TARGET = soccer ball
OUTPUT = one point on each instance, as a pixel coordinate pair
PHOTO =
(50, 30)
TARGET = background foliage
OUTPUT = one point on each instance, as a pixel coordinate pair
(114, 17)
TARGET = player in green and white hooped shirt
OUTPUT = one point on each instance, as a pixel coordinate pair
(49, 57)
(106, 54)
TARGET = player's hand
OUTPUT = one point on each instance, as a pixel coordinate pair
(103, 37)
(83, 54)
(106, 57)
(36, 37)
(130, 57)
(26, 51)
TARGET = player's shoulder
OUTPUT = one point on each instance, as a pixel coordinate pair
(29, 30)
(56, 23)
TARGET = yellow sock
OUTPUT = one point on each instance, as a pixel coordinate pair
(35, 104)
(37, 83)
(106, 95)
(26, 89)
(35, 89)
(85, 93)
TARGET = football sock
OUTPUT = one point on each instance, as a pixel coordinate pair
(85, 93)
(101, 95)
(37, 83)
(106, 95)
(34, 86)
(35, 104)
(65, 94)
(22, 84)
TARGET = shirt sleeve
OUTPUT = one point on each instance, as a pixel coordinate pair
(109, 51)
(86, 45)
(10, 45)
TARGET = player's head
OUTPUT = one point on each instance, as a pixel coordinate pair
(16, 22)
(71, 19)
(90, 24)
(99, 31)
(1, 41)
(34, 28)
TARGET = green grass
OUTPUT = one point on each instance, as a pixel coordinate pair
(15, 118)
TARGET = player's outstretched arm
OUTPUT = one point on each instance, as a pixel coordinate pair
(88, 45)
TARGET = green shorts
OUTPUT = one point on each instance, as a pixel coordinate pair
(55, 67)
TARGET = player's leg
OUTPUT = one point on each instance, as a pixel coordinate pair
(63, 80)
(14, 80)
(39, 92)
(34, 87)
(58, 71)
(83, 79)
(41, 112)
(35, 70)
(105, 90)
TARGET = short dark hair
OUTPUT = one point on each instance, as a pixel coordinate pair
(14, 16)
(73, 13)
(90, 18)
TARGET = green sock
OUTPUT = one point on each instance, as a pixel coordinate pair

........

**Your task:** Set out every line of the records above as a numbered list, leaving out blank lines.

**Answer:**
1. TARGET = soccer ball
2. OUTPUT = one point on each instance, as a pixel coordinate pair
3. PHOTO =
4. (50, 30)
5. TARGET = background foliage
6. OUTPUT = one point on each instance, as a pixel coordinate pair
7. (114, 17)
8. TARGET = player in green and white hooped shirt
9. OUTPUT = one point on each instance, as a pixel coordinate pair
10. (49, 57)
11. (106, 54)
12. TARGET = player's hand
13. OUTPUT = one point on each instance, as a pixel coordinate pair
14. (103, 37)
15. (83, 54)
16. (106, 57)
17. (36, 37)
18. (130, 57)
19. (26, 51)
20. TARGET = player's shoulder
21. OUTPUT = one point on each instance, as a pixel coordinate pair
22. (29, 30)
23. (56, 23)
24. TARGET = yellow sock
25. OUTPUT = one point on each instance, as a pixel coordinate pair
26. (35, 104)
27. (37, 83)
28. (106, 95)
29. (26, 89)
30. (35, 89)
31. (85, 93)
32. TARGET = football sock
33. OUTPUT = one point on each instance, as a pixel coordinate pair
34. (85, 93)
35. (101, 95)
36. (37, 83)
37. (106, 95)
38. (34, 86)
39. (35, 104)
40. (65, 94)
41. (22, 84)
42. TARGET = shirt sleeve
43. OUTPUT = one point on each instance, as a pixel coordinate pair
44. (109, 51)
45. (86, 45)
46. (10, 45)
47. TARGET = player's head
48. OUTPUT = one point on each instance, as a pixel coordinate pair
49. (16, 22)
50. (71, 19)
51. (90, 24)
52. (99, 31)
53. (1, 41)
54. (34, 28)
55. TARGET = green grass
56. OUTPUT = one point on each instance, as a pixel coordinate pair
57. (15, 118)
58. TARGET = player's outstretched arm
59. OUTPUT = one point on each instance, as a pixel coordinate pair
60. (88, 45)
61. TARGET = green shorts
62. OUTPUT = one point on each instance, as a pixel coordinate pair
63. (55, 67)
64. TARGET = player's leg
65. OUTPUT = one point on each instance, as a pixel coordinate pair
66. (63, 80)
67. (14, 80)
68. (39, 92)
69. (34, 87)
70. (58, 71)
71. (83, 79)
72. (41, 112)
73. (35, 70)
74. (105, 90)
75. TARGET = short dark hair
76. OUTPUT = one point on each instance, as a pixel coordinate pair
77. (14, 16)
78. (73, 13)
79. (90, 18)
80. TARGET = green sock
81. OUTPUT = one point on each instance, as a pixel coordinate pair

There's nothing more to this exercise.